>> begin PROVIDED DATA

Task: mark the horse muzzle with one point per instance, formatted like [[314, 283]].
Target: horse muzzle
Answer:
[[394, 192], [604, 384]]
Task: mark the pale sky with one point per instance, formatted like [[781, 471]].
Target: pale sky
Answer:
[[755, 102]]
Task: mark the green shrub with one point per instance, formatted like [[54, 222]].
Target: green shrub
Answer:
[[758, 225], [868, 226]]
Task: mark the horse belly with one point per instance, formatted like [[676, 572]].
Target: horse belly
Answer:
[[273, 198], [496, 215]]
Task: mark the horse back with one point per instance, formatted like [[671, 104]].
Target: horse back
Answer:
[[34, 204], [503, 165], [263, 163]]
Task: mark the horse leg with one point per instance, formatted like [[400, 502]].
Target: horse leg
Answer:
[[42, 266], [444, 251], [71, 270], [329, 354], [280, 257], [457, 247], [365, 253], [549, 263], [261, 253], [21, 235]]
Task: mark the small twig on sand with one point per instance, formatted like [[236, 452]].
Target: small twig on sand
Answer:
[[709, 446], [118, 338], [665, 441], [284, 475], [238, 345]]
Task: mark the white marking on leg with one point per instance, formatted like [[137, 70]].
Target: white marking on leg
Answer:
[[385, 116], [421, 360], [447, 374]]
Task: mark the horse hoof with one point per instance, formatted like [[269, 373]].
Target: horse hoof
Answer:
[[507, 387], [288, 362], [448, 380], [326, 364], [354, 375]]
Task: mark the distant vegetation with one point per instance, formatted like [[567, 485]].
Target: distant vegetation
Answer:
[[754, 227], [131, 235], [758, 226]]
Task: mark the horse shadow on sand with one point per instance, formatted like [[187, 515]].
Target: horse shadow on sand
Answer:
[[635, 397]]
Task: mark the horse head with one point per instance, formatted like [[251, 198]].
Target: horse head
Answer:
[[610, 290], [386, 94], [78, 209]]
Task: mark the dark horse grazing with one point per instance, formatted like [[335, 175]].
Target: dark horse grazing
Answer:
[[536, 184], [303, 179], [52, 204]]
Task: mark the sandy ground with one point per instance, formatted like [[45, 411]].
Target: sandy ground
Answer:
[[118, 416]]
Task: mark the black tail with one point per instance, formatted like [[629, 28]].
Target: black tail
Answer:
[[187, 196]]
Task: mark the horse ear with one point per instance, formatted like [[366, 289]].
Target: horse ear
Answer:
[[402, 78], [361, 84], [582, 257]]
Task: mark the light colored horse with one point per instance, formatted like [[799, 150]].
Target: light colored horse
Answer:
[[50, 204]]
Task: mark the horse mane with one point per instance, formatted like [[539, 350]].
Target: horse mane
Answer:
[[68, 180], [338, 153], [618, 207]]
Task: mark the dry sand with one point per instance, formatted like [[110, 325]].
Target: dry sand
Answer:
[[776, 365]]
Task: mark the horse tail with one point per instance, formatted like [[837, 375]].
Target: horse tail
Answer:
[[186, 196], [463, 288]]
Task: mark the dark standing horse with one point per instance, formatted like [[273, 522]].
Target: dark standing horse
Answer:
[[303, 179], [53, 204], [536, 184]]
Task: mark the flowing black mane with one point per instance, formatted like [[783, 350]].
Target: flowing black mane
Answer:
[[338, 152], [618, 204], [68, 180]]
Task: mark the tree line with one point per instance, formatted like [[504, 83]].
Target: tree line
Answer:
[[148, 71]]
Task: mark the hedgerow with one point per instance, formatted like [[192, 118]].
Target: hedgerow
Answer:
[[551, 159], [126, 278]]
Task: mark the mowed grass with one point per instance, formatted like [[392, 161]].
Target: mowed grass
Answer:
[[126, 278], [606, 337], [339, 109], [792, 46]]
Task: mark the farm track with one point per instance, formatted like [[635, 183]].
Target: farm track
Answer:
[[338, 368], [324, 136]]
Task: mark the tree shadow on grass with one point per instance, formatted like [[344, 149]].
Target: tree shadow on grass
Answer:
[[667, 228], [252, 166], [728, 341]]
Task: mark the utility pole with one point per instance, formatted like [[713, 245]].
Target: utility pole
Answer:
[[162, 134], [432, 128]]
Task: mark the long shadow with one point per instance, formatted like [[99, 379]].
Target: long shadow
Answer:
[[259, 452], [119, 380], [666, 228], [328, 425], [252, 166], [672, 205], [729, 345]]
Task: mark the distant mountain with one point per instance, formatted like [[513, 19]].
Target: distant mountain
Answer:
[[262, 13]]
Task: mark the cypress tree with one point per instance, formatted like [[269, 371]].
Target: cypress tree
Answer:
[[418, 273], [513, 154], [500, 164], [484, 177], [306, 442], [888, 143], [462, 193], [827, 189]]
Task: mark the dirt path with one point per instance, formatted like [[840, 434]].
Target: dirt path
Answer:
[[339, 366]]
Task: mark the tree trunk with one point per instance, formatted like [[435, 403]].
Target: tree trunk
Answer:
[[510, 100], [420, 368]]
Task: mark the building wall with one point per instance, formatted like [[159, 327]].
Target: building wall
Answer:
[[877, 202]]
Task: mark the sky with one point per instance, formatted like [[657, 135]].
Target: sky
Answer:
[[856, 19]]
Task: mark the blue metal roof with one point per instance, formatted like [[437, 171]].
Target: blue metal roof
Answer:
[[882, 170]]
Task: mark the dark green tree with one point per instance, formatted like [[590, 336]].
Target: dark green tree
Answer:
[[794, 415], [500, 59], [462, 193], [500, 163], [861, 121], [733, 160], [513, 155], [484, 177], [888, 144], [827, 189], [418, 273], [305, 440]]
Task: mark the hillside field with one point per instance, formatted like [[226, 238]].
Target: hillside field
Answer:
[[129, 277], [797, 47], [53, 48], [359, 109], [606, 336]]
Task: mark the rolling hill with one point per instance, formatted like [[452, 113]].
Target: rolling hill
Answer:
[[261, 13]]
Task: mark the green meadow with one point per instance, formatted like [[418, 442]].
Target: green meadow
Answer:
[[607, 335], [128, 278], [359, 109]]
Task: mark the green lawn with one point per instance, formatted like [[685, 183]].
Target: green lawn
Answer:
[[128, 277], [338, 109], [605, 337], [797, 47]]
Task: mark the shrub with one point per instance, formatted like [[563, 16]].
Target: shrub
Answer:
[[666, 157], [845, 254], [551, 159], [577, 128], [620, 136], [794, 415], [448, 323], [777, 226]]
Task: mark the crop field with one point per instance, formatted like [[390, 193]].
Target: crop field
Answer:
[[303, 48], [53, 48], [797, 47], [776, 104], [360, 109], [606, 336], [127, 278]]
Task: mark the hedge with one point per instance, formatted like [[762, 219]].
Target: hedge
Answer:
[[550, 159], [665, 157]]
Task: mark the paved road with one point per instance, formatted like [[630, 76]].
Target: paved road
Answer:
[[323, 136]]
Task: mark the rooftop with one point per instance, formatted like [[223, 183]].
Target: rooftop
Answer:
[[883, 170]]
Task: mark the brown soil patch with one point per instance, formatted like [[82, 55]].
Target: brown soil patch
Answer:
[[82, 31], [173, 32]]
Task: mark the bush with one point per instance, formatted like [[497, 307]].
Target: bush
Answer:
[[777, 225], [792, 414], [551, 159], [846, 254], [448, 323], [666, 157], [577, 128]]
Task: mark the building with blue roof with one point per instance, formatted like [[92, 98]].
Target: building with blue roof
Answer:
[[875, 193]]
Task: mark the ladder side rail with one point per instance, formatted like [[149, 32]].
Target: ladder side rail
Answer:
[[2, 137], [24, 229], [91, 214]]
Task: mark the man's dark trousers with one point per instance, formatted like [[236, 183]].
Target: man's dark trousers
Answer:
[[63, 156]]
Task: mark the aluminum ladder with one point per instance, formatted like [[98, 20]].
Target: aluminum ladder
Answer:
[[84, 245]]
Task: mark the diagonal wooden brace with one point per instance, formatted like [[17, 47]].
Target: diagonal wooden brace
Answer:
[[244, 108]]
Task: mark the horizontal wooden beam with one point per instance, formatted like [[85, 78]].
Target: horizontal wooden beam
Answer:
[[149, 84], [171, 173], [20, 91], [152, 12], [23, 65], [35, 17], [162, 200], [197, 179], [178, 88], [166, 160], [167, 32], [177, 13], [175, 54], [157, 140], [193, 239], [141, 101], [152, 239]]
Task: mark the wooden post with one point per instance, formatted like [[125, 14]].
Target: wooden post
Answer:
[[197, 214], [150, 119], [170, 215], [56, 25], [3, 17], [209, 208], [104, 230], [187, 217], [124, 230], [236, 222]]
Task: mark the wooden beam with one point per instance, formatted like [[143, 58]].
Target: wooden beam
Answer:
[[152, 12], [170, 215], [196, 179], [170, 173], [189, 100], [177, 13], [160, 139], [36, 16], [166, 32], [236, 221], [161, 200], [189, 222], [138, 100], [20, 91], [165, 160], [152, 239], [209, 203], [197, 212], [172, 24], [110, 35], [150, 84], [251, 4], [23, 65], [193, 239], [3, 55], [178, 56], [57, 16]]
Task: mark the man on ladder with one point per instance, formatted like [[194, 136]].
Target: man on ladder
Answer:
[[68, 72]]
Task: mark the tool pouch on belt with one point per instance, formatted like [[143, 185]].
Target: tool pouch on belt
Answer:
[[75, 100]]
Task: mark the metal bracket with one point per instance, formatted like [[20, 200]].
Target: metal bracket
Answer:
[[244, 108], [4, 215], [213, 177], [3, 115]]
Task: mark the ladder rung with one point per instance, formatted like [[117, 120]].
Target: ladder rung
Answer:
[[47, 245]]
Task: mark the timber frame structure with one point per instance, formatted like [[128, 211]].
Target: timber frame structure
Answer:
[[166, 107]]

>> end PROVIDED DATA

> _TO DO_:
Rewrite everything from the start of the listing down to the line containing "[[755, 102]]" as a numbered list, leaving out blank lines.

> _WORKED SOLUTION_:
1. Task: mark the horse muzzle with one point per instance, formatted like [[314, 283]].
2. Target: horse muzzle
3. Answer:
4. [[394, 192], [604, 384]]
5. Task: mark the pale sky with one point per instance, formatted like [[781, 471]].
6. Target: pale sky
7. Answer:
8. [[755, 102]]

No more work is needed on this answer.